= Probabilistic forecasting =

Type of statistical forecasting

Probabilistic forecasting summarizes what is known about, or opinions about, future events. In contrast to single-valued forecasts (such as forecasting that the maximum temperature at a given site on a given day will be 23 degrees Celsius, or that the result in a given football match will be a no-score draw), probabilistic forecasts assign a probability to each of a number of different outcomes, and the complete set of probabilities represents a probability forecast. Thus, probabilistic forecasting is a type of probabilistic classification.

== Applications ==

Weather forecasting represents a service in which probability forecasts are sometimes published for public consumption, although it may also be used by weather forecasters as the basis of a simpler type of forecast. For example, forecasters may combine their own experience together with computer-generated probability forecasts to construct a forecast of the type "we expect heavy rainfall".

Sports betting is another field of application where probabilistic forecasting can play a role. The pre-race odds published for a horse race can be considered to correspond to a summary of bettors' opinions about the likely outcome of a race, although this needs to be tempered with caution as bookmakers' profits need to be taken into account. In sports betting, probability forecasts may not be published as such, but may underlie bookmakers' activities in setting pay-off rates, etc.

===Weather forecasting===

Probabilistic forecasting is used in a weather forecasting in a number of ways. One of the simplest is the publication of about rainfall in the form of a probability of precipitation.

====Ensembles====

The probability information is typically derived by using several numerical model runs, with slightly varying initial conditions. This technique is usually referred to as ensemble forecasting by an Ensemble Prediction System (EPS). EPS does not produce a full forecast probability distribution over all possible events, and it is possible to use purely statistical or hybrid statistical/numerical methods to do this. For example, temperature can take on a theoretically infinite number of possible values (events); a statistical method would produce a distribution assigning a probability value to every possible temperature. Implausibly high or low temperatures would then have close to zero probability values.

If it were possible to run the model for every possible set of initial conditions, each with an associated probability, then according to how many members (i.e., individual model runs) of the ensemble predict a certain event, one could compute the actual conditional probability of the given event. In practice, forecasters try to guess a small number of perturbations (usually around 20) that they deem are most likely to yield distinct weather outcomes. Two common techniques for this purpose are breeding vectors (BV) and singular vectors (SV). This technique is not guaranteed to yield an ensemble distribution identical to the actual forecast distribution, but attaining such probabilistic information is one goal of the choice of initial perturbations. Other variants of ensemble forecasting systems that have no immediate probabilistic interpretation include those that assemble the forecasts produced by different numerical weather prediction systems.

====Examples====
Canada has been one of the first countries to broadcast their probabilistic forecast by giving chances of precipitation in percentages. As an example of fully probabilistic forecasts, recently, distribution forecasts of rainfall amounts by purely statistical methods have been developed whose performance is competitive with hybrid EPS/statistical rainfall forecasts of daily rainfall amounts.

Probabilistic forecasting has also been used in combination with neural networks for energy generation. This is done via improved weather forecasting using probabilistic intervals to account for uncertainties in wind and solar forecasting, as opposed to traditional techniques such as point forecasting.

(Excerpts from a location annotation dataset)
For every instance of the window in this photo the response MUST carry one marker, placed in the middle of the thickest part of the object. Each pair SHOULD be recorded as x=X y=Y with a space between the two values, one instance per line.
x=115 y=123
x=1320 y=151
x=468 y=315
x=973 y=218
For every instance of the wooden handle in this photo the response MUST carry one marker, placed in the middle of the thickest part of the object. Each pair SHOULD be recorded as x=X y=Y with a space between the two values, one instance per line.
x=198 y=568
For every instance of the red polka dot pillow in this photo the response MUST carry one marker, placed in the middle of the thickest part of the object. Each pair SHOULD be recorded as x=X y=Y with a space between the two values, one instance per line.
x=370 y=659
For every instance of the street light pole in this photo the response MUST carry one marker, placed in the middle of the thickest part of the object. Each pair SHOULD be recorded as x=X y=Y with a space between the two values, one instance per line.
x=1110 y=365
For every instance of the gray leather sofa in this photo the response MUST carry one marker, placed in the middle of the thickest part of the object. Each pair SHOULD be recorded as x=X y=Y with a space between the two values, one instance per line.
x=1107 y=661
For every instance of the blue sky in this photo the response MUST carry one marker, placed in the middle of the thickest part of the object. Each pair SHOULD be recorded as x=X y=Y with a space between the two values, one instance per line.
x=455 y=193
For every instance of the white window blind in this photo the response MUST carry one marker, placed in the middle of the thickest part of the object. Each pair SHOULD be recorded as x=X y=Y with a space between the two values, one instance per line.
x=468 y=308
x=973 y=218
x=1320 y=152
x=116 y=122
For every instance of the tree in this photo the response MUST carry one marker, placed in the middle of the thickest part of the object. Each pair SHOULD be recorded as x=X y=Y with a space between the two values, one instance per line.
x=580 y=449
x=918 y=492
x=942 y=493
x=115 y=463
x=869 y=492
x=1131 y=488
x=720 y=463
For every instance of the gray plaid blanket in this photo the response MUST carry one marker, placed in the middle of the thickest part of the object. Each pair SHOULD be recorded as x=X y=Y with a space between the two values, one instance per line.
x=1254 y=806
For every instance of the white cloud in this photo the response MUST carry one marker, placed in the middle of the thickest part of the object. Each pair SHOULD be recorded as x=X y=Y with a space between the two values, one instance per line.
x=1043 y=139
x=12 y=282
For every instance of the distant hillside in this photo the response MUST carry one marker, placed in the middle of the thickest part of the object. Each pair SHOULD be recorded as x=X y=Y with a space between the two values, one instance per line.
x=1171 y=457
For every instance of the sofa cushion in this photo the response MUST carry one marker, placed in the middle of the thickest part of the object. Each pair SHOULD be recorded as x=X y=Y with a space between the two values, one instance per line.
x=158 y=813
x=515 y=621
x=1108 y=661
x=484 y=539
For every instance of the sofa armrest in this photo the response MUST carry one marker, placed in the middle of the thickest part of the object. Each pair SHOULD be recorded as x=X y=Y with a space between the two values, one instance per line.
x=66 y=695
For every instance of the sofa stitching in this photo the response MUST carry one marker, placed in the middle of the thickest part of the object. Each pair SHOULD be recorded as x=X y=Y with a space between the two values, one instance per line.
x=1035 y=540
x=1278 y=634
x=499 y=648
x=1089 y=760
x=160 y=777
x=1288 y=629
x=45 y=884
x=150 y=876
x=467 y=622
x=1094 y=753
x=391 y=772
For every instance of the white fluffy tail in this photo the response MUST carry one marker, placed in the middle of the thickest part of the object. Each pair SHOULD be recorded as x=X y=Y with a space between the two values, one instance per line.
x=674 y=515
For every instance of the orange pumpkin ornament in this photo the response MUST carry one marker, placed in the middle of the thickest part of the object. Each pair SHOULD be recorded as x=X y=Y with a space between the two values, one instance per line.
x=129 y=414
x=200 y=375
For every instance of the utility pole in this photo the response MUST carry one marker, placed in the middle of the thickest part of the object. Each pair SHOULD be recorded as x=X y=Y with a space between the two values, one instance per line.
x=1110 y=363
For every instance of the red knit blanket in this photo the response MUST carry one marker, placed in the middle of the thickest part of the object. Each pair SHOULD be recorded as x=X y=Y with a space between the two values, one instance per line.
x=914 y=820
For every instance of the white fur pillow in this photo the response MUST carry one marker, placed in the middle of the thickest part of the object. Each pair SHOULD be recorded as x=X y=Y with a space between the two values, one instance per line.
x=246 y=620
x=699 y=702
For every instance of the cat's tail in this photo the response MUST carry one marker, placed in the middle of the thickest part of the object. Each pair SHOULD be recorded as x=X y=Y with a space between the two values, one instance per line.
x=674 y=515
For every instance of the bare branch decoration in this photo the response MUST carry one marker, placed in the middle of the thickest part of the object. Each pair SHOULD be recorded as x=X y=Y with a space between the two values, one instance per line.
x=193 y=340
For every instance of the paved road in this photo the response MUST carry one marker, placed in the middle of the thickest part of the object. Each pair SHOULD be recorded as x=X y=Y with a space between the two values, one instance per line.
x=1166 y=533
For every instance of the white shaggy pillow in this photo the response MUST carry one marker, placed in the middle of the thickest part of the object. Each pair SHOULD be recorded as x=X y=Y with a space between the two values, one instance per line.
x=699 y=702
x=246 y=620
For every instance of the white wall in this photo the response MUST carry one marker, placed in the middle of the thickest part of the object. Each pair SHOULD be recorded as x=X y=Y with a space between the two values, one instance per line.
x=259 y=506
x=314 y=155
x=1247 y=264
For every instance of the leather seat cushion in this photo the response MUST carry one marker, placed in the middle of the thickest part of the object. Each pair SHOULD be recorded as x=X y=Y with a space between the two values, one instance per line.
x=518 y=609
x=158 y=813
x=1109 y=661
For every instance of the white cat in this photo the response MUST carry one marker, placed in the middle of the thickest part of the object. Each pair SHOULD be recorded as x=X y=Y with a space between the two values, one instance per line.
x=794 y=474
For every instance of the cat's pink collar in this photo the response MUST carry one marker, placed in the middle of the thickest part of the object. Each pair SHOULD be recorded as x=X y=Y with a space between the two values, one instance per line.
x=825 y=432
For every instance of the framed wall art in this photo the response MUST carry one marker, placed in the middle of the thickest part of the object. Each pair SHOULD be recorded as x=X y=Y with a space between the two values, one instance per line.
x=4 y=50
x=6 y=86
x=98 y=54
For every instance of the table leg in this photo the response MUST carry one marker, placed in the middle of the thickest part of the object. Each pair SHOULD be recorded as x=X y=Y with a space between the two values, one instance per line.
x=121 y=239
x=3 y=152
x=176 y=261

# [SET PROBLEM 1]
Transcribe a passage from the article on probabilistic forecasting. Begin at the words "The probability information" and stop after "zero probability values.".
# [SET PROBLEM 2]
According to the article on probabilistic forecasting, which country was one of the first to broadcast its probabilistic forecast as percentage chances of precipitation?
# [SET PROBLEM 3]
Render this sentence from the article on probabilistic forecasting in Spanish: "This technique is usually referred to as ensemble forecasting by an Ensemble Prediction System (EPS)."

# [RESULT 1]
The probability information is typically derived by using several numerical model runs, with slightly varying initial conditions. This technique is usually referred to as ensemble forecasting by an Ensemble Prediction System (EPS). EPS does not produce a full forecast probability distribution over all possible events, and it is possible to use purely statistical or hybrid statistical/numerical methods to do this. For example, temperature can take on a theoretically infinite number of possible values (events); a statistical method would produce a distribution assigning a probability value to every possible temperature. Implausibly high or low temperatures would then have close to zero probability values.

# [RESULT 2]
Canada

# [RESULT 3]
Esta técnica suele denominarse pronóstico por conjuntos mediante un Sistema de Predicción por Conjuntos (EPS).